Assignment:
Where a line below includes the word "strap", copy that line.

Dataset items

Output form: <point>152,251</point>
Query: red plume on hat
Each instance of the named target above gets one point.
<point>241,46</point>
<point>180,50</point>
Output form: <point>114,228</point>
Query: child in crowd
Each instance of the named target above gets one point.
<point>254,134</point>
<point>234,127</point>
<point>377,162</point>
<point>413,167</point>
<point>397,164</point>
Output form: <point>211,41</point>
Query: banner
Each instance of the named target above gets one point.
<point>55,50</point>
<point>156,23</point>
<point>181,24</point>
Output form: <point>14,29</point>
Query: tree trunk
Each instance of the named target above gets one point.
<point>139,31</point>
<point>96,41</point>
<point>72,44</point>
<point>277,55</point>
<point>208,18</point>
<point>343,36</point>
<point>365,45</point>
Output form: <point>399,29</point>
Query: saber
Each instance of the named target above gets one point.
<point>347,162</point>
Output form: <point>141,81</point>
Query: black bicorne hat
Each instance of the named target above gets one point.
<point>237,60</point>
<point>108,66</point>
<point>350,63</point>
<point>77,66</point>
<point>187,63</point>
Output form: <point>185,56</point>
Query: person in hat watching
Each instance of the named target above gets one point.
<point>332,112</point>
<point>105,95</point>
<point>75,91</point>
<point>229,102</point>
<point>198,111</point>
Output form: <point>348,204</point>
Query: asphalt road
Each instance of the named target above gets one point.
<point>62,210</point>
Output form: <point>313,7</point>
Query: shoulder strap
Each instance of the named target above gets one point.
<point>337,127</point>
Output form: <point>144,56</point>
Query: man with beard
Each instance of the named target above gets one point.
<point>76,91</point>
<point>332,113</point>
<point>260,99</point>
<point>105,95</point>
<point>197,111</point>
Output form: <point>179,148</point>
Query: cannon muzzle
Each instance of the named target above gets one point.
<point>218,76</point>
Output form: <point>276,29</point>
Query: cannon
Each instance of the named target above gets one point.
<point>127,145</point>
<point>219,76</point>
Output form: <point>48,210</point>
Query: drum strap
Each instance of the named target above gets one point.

Reply:
Query: shoulder strap
Query: drum strap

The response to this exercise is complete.